(Records of labeled points)

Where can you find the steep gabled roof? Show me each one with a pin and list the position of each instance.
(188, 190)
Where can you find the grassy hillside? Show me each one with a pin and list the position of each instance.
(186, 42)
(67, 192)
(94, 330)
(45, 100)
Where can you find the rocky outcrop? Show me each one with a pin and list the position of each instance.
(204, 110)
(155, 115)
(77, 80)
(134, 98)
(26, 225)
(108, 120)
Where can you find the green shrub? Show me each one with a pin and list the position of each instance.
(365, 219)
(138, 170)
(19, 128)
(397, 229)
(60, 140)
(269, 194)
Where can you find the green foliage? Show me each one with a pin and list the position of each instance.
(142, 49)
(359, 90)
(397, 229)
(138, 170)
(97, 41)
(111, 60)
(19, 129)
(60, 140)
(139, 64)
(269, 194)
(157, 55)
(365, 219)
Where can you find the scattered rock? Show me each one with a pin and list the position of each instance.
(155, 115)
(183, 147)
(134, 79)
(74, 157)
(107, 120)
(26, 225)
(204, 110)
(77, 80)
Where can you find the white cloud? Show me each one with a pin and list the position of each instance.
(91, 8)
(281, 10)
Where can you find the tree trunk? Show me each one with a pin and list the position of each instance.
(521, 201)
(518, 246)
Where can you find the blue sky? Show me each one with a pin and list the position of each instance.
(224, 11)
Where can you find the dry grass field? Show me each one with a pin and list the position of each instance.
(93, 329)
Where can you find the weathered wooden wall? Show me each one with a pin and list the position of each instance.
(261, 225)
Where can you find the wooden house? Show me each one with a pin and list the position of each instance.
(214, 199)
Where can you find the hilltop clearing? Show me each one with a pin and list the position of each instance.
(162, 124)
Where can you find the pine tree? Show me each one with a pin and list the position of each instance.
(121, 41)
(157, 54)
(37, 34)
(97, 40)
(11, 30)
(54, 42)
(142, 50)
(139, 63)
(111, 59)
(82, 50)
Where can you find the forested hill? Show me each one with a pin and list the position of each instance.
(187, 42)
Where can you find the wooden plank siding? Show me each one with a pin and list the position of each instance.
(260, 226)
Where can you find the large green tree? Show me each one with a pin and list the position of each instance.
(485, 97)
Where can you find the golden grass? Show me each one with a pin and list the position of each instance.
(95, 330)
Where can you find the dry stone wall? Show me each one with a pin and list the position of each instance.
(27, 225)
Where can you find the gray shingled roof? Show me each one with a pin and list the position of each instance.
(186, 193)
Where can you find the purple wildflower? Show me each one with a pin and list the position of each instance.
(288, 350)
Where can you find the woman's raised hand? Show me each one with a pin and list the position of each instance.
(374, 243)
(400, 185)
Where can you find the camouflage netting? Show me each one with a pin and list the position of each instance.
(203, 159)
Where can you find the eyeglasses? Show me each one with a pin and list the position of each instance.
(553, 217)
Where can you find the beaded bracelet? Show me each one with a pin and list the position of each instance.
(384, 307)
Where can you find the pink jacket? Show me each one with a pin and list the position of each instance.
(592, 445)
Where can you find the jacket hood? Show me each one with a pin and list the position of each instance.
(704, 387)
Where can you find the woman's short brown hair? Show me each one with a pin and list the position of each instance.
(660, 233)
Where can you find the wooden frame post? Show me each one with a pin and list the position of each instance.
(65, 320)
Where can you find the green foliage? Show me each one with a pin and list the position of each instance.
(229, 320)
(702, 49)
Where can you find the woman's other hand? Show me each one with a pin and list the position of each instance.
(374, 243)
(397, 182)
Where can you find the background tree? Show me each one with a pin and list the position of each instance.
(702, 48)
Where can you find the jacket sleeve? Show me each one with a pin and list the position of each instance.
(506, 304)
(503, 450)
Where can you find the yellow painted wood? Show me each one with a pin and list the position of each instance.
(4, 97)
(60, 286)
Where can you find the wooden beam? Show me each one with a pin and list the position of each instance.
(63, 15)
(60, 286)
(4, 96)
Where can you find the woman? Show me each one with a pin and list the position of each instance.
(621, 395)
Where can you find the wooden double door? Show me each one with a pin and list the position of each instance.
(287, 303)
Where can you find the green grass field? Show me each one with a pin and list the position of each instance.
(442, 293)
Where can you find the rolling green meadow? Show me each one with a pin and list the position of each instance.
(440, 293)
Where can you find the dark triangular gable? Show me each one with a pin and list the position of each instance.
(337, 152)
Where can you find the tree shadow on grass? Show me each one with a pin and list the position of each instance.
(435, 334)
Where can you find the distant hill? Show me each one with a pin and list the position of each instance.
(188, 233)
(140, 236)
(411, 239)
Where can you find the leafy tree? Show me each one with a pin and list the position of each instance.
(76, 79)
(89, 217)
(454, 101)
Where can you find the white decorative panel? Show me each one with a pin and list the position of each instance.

● **DIRECTIONS**
Go through the listing and print each line exactly as it appears.

● **EXERCISE SOLUTION**
Where can you find the steep gabled roof? Show me each one with a pin and list the position of each instance.
(188, 190)
Where can you find the grassy hillside? Show me each one with a pin and list the position of each instance.
(186, 42)
(67, 192)
(94, 330)
(45, 100)
Where can you find the rocky outcrop? Show me each one with a pin and list the position of each instance.
(204, 110)
(155, 115)
(77, 80)
(134, 98)
(26, 225)
(108, 120)
Where can you find the green shrub? Show me each one with a pin and list the position of each instance.
(365, 219)
(138, 170)
(19, 128)
(397, 229)
(60, 140)
(269, 194)
Where can you find the green foliage? Show me each one with a pin and list the position of each instance.
(142, 49)
(359, 90)
(397, 229)
(138, 170)
(97, 41)
(111, 60)
(19, 129)
(60, 140)
(139, 64)
(269, 194)
(157, 55)
(365, 219)
Where can you find the scattered rock? Show me each one with a pin and list the position of each instance.
(155, 115)
(183, 147)
(134, 79)
(74, 157)
(107, 120)
(26, 225)
(204, 110)
(77, 80)
Where can you find the white cloud? Show me each one with a pin and list the position of each instance.
(91, 8)
(281, 10)
Where can you find the tree trunk? Show me each one with a pin and list the position of each instance.
(521, 201)
(518, 246)
Where can you find the blue sky? Show me each one with a pin and list the position of each instance.
(224, 11)
Where can you find the dry grass field? Show me each one with a pin and list the position of each instance.
(93, 329)
Where can you find the weathered wooden wall? Show me each one with a pin and list the position of each instance.
(261, 225)
Where can you find the wooden house? Show me each one with a pin and list the position of each instance.
(214, 199)
Where can you find the hilltop clearing? Show me each one with a pin and list the position of each instance.
(162, 124)
Where can you find the pine tree? Show me each one with a pin and list the position of each instance.
(121, 41)
(157, 54)
(37, 34)
(97, 40)
(11, 30)
(54, 42)
(142, 50)
(139, 63)
(111, 59)
(82, 50)
Where can you find the forested hill? Show me each one with a pin and list the position of each instance.
(187, 42)
Where can you find the wooden plank siding? Show me each one with a pin and list the position of each instance.
(260, 226)
Where can you find the large green tree? Show me each one with a pin and list the position of each instance.
(485, 97)
Where can you find the golden grass? Show me each one with a pin and list the position of each instance.
(95, 330)
Where can you find the dry stone wall? Show me each one with a pin and list the position of each instance.
(27, 225)
Where can you find the gray shingled roof? Show me each one with a pin and list the position of each instance.
(186, 193)
Where can you find the purple wildflower? Show me each one with a pin and list the position of each instance.
(288, 350)
Where can you find the woman's raised hand? Show me each one with a pin and list the position of each instance.
(374, 243)
(400, 185)
Where can you find the camouflage netting? Show me each one with a pin and list the position of each instance.
(203, 159)
Where can you find the eyeglasses? Show me each one with a pin and list the position of each instance.
(553, 217)
Where can you find the beaded bracelet? Show me each one with a pin and list the position of each instance.
(384, 307)
Where can you find the pink jacket? Show me each one with a pin and list the position of each instance.
(592, 445)
Where can you find the jacket hood? Show me each one with a pin and list the position of each instance.
(704, 387)
Where can you find the woman's short brown hair? Show me each one with a pin and list the position of each instance.
(660, 233)
Where can you find the wooden frame post? Show me each one with a pin and list the position of each instance.
(65, 320)
Where can you find the green foliage? Show me each one with a pin and list the position of each instance.
(229, 320)
(702, 49)
Where can you find the woman's other hand? Show me each one with a pin and list the position of each instance.
(374, 243)
(397, 182)
Where can you find the background tree? Show me each one with a pin and list the position of each instance.
(702, 48)
Where can you find the jacket sleeve? Show me each one with a pin and list the position of each instance.
(506, 304)
(503, 450)
Where can you find the yellow painted wood? Show me each one with a pin and list the position of each instance.
(4, 97)
(60, 286)
Where can you find the wooden beam? Show me each one with a pin and list the position of each instance.
(63, 15)
(60, 286)
(4, 96)
Where can you find the woman? Show me each one with a pin and list the position of each instance.
(621, 395)
Where can you find the wooden double door? Show me each one with a pin and list the position of each instance.
(287, 303)
Where can you find the green grass field? Show me each one with a pin and list the position of each instance.
(442, 293)
Where can you find the rolling green meadow? Show me each one with a pin and list the position of each instance.
(440, 293)
Where can you find the dark triangular gable? Show me each one with a pin and list the position of each instance.
(337, 152)
Where can you find the tree shadow on grass? Show me each one with a pin and list the position of each instance.
(435, 334)
Where can you find the distant hill? Show me each one with a pin and list the position of each instance.
(188, 233)
(140, 236)
(411, 239)
Where can you find the leafy tree? Show me each one with a pin and list the position of each instance.
(76, 79)
(89, 217)
(454, 101)
Where can you find the white decorative panel? Show me each one with a pin and list the position of each instance.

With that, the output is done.